Please repeat only the stretch of records running from the first line through the line that contains "Identify the distant".
────────────────
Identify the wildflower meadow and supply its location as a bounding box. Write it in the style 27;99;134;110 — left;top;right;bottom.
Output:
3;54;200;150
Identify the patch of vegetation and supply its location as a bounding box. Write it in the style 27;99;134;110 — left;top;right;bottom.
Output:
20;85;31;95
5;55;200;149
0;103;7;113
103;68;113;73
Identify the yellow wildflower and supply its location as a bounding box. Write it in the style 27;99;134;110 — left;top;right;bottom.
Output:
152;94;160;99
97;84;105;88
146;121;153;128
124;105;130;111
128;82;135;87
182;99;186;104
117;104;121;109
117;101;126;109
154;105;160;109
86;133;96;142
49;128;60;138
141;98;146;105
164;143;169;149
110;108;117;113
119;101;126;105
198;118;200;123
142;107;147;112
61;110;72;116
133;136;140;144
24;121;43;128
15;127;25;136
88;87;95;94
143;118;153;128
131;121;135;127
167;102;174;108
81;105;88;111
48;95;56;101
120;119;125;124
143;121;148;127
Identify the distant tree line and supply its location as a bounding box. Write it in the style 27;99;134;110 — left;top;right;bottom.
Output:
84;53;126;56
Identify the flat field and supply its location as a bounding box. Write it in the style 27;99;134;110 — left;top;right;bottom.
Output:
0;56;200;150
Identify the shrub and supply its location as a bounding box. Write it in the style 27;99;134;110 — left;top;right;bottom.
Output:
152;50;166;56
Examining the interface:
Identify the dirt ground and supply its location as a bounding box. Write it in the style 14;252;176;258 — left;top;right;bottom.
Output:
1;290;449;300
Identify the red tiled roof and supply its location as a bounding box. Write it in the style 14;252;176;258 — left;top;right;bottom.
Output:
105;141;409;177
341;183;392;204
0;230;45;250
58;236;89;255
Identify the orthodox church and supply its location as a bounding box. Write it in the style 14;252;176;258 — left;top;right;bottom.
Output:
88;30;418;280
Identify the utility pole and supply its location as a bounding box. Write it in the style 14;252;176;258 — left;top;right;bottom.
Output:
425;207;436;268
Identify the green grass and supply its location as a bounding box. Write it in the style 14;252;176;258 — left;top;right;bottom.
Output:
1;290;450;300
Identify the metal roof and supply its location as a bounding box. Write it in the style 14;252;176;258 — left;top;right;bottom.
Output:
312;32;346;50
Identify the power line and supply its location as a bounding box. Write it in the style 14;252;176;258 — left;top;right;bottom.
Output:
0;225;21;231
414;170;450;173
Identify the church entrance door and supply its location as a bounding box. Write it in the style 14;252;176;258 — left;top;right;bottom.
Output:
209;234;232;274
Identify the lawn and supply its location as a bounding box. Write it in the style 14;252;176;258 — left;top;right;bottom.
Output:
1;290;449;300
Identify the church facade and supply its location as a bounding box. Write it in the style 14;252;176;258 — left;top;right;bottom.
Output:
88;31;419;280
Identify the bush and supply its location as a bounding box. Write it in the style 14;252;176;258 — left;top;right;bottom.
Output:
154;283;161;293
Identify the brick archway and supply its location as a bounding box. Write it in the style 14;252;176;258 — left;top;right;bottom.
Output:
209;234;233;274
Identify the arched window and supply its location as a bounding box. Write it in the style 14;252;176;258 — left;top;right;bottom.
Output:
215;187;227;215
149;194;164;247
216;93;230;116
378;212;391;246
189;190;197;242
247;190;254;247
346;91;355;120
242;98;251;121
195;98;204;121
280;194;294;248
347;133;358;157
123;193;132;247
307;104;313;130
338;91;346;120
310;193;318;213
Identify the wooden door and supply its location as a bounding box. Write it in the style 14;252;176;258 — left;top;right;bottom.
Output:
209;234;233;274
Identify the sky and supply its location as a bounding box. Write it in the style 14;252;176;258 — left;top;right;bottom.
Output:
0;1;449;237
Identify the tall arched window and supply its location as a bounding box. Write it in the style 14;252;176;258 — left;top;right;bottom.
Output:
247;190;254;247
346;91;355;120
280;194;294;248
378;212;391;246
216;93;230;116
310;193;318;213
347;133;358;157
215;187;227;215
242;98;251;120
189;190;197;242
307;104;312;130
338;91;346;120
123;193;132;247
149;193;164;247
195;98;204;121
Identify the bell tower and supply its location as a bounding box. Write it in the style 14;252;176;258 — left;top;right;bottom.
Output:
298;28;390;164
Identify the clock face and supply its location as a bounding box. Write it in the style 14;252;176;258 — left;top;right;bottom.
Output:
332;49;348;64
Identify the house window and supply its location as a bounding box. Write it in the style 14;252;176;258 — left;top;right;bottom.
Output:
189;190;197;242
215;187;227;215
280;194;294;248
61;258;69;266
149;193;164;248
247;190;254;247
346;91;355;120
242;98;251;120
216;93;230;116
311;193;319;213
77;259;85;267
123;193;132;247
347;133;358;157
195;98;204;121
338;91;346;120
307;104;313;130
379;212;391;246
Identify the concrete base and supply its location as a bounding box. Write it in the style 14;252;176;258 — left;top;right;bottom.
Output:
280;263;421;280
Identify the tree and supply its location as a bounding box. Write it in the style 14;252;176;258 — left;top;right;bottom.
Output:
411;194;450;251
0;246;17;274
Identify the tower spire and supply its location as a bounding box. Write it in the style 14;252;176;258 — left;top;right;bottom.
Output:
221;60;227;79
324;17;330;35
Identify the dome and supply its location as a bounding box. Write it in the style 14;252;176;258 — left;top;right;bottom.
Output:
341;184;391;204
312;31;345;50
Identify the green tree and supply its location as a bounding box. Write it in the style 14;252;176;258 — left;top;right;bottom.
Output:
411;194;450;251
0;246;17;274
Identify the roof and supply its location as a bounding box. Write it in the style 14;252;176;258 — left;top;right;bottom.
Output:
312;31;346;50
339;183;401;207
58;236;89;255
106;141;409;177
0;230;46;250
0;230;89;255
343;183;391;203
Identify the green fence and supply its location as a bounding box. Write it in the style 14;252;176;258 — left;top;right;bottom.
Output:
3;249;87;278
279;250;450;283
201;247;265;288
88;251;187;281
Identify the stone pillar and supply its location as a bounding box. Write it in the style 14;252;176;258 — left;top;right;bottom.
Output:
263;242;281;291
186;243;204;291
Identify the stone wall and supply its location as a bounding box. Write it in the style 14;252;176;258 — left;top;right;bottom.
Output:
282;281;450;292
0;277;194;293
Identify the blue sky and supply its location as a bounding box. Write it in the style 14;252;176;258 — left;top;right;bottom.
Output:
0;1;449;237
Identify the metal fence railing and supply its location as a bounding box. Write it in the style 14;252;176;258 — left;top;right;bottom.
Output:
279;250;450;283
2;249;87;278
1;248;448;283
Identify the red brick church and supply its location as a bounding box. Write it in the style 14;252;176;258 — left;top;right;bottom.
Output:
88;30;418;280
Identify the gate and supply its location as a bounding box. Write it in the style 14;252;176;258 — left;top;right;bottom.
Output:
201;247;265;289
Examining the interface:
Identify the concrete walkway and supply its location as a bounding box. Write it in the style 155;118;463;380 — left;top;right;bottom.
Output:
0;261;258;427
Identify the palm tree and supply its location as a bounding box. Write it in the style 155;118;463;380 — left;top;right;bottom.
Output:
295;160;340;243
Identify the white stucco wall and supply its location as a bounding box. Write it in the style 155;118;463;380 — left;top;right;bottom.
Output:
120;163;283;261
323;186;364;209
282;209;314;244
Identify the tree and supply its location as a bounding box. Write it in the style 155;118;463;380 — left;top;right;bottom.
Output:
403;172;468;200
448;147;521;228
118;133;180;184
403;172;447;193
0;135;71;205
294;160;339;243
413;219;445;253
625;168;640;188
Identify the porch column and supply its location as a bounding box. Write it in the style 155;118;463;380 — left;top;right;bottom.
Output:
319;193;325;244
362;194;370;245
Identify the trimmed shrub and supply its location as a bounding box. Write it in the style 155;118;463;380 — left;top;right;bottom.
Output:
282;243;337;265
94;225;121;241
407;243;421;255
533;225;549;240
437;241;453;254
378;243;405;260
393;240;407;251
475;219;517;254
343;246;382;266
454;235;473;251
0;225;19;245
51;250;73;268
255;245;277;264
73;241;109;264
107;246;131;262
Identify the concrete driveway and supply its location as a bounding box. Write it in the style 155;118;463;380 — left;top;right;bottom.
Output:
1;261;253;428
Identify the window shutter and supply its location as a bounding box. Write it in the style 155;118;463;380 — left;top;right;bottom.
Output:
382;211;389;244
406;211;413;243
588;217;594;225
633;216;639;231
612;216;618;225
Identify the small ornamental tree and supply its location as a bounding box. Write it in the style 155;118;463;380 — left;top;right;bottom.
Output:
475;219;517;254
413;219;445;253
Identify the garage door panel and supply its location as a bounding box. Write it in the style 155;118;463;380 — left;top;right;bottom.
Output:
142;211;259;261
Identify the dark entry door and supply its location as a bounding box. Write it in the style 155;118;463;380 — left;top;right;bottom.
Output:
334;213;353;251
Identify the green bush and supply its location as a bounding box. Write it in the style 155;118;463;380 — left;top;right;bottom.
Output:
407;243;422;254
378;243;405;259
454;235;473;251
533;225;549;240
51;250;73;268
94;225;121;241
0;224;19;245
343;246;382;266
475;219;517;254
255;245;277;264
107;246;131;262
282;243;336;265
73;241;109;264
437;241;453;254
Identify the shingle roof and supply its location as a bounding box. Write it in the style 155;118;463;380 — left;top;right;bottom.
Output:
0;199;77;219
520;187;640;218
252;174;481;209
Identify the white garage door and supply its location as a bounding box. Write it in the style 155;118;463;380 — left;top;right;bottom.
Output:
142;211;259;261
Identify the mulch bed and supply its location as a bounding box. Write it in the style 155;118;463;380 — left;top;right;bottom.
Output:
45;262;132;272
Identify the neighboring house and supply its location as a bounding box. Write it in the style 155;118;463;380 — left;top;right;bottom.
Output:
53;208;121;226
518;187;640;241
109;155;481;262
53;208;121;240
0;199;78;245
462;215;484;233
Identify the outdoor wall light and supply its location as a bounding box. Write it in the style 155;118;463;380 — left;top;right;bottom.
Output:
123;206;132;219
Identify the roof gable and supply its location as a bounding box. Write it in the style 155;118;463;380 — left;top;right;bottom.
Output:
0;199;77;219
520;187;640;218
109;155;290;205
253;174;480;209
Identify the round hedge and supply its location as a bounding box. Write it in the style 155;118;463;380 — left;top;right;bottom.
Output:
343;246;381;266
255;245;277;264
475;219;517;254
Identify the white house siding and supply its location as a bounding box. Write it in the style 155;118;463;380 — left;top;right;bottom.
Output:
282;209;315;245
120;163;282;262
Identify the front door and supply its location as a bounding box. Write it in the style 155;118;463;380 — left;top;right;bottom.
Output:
────────────────
== Completed task ==
Identify the wildflower meadow and supply its location as a bounding box. Write it in the style 27;99;134;110 — left;top;right;bottom.
Output:
3;54;200;150
Identify the patch of vegetation and supply its location as a bounding box. Write it in the style 27;99;134;110 — left;top;right;bottom.
Output:
20;85;31;95
5;55;200;149
0;103;7;113
103;68;113;73
Identify the yellow wildflower and supply its location as a bounding box. Write it in the style 27;99;134;110 — left;top;right;bottom.
Output:
152;94;160;99
97;84;105;88
146;121;153;128
124;105;130;111
128;82;135;87
182;99;186;104
117;104;121;109
117;101;126;109
154;105;160;109
86;133;96;142
49;128;60;138
141;98;146;105
164;143;169;149
110;108;117;113
119;101;126;105
198;118;200;123
142;107;147;112
61;110;72;116
133;136;140;144
24;121;43;128
15;127;25;136
88;87;95;94
143;118;153;128
131;121;135;127
167;102;174;108
81;105;88;111
48;95;56;101
120;119;125;124
143;121;148;127
Identify the distant tree line and supply its location as a bounding box. Write it in the style 27;99;134;110 — left;top;right;bottom.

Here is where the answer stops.